[GOAL 1]: Please transcribe the stretch from "My perspective is" through "University of Arizona." in the climate outlook text below.

[TEXT EXTRACT]:
[BEGIN]
The anthropo-scene consists of my views on what is happening as people and cultures adapt to the current and future social and environmental scene.

My perspective is as a cultural anthropologist. I came to Oregon State University’s anthropology department in 1969, after earning a Ph.D. at the University of Arizona.

Climate Outlook

The June 24 issue of Science Magazine in “A Choice of Futures” summarizes our climate mitigation and adaptation situation. The general summary is, “The available evidence does not yet indicate that the world has seriously committed to achieving the 1.5⁰C goal” (p. 1403). The actions needed—“decarbonization of energy grids, widespread electrification (e.g., heat pumps and electric vehicles), lifestyle changes (home energy conservation, diet shifts, and changes to travel patterns); efficiency improvements (e.g., home retrofits), reforestation, and the shuttering of unabated coal power plants” (p. 1408), are well known. Individuals and groups need to demand that government and industry get serious about introducing mitigating and adaptation actions to achieve “cuts to GHG emissions across all sectors of the economy” (p. 1415 ).

As the graph below shows, the need is urgent to “enable adaptation of species and ecosystems to the shifting and unpredictable Anthropocene” (p. 1426). You’ve heard all these words before–where are the actions and what have been the outcomes?

Fig. 1. Global temperature and atmospheric CO2 change.
Observed global temperature has increased by >1.2°C since the 1850 to 1900 baseline period (thin beige line; monthly temperature observations). Virtually all of this increase can be attributed to anthropogenic drivers (red line). The observed atmospheric CO2 increase (blue line) is the primary driver of anthropogenic global warming.
[END]
[TASK DATA]:
[BEGIN]
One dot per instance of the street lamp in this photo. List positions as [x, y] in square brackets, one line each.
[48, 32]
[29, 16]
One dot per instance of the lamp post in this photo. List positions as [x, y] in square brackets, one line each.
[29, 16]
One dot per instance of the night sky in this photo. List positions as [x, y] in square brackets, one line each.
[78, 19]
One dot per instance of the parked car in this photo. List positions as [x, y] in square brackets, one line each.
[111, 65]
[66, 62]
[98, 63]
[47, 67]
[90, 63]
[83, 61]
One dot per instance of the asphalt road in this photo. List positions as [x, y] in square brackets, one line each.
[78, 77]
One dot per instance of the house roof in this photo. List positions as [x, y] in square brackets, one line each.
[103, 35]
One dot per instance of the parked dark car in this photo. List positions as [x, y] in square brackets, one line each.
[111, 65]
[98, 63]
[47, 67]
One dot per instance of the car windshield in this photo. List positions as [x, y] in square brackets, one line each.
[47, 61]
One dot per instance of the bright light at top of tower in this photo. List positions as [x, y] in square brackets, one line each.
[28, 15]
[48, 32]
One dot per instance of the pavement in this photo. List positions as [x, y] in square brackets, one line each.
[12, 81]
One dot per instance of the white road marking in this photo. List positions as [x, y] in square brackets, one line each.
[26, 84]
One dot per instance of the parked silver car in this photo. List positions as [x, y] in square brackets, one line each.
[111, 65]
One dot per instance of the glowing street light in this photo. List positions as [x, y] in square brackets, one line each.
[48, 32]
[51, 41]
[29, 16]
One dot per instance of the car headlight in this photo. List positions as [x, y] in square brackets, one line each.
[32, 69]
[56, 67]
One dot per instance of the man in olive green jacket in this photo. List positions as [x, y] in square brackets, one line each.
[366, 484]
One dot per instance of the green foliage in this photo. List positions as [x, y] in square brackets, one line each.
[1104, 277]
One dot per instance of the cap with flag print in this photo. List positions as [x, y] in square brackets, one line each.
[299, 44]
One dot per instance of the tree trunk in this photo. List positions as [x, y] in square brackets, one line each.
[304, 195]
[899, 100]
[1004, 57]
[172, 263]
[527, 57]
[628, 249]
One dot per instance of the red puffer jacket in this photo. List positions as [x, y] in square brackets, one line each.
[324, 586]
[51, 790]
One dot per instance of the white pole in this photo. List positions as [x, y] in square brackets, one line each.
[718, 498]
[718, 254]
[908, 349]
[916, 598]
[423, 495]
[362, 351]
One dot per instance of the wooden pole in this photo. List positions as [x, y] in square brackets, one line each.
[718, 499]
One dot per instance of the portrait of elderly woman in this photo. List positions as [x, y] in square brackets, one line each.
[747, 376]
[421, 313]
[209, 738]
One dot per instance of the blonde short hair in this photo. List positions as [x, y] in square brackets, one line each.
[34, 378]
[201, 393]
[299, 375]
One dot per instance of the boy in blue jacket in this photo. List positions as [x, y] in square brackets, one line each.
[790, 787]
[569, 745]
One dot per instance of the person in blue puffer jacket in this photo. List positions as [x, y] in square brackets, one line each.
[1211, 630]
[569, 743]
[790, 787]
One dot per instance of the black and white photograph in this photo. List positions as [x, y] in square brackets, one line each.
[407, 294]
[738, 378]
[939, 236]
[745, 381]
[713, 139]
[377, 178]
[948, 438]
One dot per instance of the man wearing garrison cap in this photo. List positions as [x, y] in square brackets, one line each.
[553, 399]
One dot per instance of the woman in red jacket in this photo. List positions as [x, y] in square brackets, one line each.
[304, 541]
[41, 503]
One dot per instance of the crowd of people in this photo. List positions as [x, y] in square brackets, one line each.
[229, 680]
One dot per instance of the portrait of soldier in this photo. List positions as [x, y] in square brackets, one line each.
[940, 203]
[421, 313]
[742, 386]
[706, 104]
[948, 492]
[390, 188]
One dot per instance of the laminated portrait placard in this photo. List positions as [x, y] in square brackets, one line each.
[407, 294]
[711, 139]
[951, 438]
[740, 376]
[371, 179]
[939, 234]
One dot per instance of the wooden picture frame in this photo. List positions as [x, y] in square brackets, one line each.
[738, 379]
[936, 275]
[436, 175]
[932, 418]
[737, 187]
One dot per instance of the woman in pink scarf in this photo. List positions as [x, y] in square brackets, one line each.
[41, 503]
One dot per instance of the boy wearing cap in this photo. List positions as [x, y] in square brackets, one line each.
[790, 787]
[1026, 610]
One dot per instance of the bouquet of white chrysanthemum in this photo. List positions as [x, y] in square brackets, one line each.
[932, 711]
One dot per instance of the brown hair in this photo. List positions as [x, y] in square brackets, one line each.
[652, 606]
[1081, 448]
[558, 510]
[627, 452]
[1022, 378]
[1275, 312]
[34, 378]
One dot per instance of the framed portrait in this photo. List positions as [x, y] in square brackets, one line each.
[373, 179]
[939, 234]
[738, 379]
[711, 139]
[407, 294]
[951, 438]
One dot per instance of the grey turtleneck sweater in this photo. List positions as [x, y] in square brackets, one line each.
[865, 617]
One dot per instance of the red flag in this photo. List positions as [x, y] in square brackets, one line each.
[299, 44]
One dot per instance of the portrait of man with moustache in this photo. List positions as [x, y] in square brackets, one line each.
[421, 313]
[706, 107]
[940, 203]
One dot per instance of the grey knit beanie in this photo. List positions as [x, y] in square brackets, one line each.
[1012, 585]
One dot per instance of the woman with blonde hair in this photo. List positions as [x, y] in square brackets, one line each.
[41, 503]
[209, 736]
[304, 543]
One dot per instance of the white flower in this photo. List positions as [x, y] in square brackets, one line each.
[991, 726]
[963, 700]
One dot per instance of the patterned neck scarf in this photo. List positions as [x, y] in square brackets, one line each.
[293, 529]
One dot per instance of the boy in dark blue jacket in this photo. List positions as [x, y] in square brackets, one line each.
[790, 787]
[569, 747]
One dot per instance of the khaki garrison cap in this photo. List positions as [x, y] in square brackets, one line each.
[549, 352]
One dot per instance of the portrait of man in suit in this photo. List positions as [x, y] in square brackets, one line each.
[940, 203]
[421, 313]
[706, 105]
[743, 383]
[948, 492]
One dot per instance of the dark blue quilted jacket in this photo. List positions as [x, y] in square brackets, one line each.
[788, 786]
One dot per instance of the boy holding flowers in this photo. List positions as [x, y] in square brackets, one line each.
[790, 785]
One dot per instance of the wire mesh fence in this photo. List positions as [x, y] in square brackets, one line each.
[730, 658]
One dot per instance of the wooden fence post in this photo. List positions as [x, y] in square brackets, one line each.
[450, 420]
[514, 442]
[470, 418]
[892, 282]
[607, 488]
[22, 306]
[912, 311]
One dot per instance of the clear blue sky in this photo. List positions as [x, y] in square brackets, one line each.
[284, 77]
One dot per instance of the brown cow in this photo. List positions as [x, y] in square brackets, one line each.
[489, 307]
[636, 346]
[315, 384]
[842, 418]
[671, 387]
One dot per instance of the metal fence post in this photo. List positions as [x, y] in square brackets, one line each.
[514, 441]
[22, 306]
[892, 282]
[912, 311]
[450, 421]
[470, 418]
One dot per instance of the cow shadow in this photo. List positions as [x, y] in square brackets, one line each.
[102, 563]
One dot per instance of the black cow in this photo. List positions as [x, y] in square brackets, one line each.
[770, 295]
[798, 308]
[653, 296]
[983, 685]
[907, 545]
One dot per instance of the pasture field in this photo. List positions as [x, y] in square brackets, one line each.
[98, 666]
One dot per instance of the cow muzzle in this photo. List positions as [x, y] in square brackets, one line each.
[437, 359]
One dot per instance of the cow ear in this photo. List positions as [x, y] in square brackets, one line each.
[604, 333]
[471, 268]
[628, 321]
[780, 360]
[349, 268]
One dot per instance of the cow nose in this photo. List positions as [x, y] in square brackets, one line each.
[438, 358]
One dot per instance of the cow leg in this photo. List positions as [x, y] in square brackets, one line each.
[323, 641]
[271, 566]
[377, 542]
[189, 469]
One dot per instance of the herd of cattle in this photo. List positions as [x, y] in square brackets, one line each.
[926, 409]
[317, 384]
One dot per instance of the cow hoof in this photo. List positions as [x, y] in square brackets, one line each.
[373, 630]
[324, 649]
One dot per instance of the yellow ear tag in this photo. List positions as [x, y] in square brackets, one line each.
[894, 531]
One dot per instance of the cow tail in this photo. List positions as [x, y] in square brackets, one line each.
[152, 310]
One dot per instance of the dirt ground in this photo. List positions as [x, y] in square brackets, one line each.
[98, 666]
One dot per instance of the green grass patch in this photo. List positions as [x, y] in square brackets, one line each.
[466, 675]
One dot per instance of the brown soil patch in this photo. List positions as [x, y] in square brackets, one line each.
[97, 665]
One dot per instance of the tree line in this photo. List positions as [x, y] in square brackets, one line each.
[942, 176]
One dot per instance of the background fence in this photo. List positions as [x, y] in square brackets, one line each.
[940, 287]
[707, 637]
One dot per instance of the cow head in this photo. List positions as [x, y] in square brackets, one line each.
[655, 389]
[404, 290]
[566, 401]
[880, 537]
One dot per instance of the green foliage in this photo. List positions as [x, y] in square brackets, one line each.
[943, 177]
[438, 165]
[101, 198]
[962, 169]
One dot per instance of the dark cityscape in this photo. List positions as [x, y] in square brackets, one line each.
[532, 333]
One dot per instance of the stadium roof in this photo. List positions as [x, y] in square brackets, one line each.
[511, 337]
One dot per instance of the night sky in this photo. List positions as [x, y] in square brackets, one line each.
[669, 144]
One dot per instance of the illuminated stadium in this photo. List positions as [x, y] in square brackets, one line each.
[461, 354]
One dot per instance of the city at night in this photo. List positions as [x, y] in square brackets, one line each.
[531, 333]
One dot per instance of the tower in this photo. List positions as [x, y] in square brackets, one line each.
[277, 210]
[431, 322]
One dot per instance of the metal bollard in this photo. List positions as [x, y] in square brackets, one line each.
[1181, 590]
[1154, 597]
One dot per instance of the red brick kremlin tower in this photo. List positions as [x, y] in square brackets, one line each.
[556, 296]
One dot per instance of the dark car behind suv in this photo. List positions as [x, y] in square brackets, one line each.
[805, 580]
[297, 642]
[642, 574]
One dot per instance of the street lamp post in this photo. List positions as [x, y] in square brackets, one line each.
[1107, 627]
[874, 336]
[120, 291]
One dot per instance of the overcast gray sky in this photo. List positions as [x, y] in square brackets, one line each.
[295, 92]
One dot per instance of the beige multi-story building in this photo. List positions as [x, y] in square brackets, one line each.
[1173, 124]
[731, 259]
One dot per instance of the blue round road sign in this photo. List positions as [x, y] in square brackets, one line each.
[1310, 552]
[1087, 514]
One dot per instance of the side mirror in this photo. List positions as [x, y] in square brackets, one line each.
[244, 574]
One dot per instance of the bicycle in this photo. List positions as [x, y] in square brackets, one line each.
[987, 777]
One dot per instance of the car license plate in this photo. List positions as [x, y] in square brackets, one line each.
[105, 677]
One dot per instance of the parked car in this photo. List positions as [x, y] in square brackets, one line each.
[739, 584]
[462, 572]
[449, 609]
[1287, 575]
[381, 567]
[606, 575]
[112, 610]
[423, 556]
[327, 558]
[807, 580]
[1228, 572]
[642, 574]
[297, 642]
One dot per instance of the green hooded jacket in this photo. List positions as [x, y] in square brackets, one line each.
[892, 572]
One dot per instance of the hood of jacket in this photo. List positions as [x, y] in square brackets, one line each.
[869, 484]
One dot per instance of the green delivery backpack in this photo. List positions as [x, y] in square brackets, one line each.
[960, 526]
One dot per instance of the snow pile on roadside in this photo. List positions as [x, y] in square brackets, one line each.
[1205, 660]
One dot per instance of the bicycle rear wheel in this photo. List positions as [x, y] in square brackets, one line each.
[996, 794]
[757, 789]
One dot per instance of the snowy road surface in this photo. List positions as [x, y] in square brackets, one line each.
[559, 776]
[END]
[GOAL 2]: Extract every line of the records above that contains the word "metal".

[WRITTEN SOLUTION 1]:
My perspective is as a cultural anthropologist. I came to Oregon State University’s anthropology department in 1969, after earning a Ph.D. at the University of Arizona.

[WRITTEN SOLUTION 2]:
One dot per instance of the metal fence post in this photo. List positions as [x, y] in square brackets, one line each.
One dot per instance of the metal bollard in this photo. List positions as [x, y] in square brackets, one line each.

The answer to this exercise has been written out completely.